§ **Data records**
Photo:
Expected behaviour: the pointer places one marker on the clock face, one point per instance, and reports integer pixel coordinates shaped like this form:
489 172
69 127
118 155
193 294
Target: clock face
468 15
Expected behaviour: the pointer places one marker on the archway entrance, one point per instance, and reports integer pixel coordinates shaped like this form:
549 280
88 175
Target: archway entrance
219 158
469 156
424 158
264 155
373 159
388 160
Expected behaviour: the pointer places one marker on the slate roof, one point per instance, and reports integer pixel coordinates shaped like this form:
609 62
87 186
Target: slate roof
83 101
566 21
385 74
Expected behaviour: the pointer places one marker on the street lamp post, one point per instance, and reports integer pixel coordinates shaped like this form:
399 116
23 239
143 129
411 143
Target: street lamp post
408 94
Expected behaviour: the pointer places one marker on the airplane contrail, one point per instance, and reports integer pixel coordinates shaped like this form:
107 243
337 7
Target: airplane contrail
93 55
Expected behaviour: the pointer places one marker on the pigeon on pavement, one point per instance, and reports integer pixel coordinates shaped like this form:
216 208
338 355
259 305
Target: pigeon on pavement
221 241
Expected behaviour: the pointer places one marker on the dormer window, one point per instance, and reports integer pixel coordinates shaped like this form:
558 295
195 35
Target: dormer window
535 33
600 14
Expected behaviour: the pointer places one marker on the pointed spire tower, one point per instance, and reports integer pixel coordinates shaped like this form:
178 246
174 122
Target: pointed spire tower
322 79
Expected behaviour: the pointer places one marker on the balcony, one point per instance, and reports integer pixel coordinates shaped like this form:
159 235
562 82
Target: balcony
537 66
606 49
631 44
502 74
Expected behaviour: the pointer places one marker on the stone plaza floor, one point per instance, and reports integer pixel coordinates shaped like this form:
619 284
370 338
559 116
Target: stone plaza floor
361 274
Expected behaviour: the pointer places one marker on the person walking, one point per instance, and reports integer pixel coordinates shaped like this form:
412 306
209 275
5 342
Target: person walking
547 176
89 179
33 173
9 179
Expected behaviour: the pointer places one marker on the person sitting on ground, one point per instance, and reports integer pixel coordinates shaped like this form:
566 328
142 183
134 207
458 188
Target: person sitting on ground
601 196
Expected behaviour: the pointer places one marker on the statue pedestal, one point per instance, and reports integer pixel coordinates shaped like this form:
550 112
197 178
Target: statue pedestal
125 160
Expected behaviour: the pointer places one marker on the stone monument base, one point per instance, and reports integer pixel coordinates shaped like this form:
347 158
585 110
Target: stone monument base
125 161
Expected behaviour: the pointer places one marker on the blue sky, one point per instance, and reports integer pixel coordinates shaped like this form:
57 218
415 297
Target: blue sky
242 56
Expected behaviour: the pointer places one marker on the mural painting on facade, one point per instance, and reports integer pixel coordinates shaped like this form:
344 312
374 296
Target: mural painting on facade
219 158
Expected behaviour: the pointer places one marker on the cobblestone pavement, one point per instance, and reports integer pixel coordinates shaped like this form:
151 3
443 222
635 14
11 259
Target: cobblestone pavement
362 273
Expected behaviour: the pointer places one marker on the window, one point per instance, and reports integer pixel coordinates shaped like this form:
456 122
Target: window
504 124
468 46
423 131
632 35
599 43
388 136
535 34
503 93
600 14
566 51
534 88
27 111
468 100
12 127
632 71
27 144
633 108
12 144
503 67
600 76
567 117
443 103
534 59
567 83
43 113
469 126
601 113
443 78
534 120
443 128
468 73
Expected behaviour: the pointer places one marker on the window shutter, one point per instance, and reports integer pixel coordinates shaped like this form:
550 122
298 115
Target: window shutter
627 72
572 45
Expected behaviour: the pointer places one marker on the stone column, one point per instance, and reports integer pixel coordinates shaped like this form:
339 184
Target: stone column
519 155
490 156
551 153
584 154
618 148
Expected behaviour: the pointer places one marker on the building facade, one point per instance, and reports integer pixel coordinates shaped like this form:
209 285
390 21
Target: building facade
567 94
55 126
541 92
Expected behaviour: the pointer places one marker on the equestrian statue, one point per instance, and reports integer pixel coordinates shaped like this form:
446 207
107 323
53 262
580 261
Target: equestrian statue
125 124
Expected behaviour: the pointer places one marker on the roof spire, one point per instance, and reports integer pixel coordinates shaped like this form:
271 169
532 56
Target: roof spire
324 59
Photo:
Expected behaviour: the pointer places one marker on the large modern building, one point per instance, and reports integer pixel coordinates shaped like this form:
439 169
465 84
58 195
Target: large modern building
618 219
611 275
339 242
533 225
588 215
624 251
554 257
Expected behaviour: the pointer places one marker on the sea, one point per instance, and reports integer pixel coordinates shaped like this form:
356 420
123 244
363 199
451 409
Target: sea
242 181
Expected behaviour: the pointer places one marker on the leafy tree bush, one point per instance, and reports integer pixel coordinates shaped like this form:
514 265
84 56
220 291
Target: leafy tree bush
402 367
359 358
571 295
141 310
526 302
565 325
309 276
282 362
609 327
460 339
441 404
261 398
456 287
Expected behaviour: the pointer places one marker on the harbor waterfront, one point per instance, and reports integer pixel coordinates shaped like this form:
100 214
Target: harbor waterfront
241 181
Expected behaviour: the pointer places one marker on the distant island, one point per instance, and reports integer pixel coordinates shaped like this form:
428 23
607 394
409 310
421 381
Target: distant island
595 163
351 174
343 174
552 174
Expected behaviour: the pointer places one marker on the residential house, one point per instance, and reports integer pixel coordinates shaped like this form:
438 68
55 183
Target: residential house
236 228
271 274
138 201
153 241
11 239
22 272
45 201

§ **Requirements**
Transcribe the records above exactly, but only from the line that contains "the sea, one" through their final line, inclusive.

§ **Response to this task**
Expected behaviour: the pointer places one marker on the sea, one point per instance, and reports integer pixel coordinates shaped like this form:
356 420
123 244
363 199
451 409
Target: sea
242 181
Expected behaviour: the pointer places one marker on the leafy tree bush, one point per instance, and reports integer pixel coordinates shaped like this form:
514 265
84 56
220 291
Target: leafy tree bush
402 367
359 358
571 295
141 310
526 302
565 325
309 276
282 362
609 327
460 339
441 404
261 398
456 287
Expected behaviour: the pointer places one marker on the harbor waterfront, one point per instance, and reports integer pixel coordinates shaped like this form:
100 214
Target: harbor waterfront
241 181
Expected behaviour: the pointer places one marker on the distant island, one point per instance, and reports integer pixel coordinates shaped like this form:
428 23
607 394
409 310
421 381
Target: distant island
595 163
351 174
343 174
552 174
Expected behaviour: the pointer places one marker on the residential house, one point per instance, and reports integer pixel coordinates shaped like this form:
438 68
55 183
Target: residential house
236 228
271 274
138 201
153 241
11 239
22 272
45 201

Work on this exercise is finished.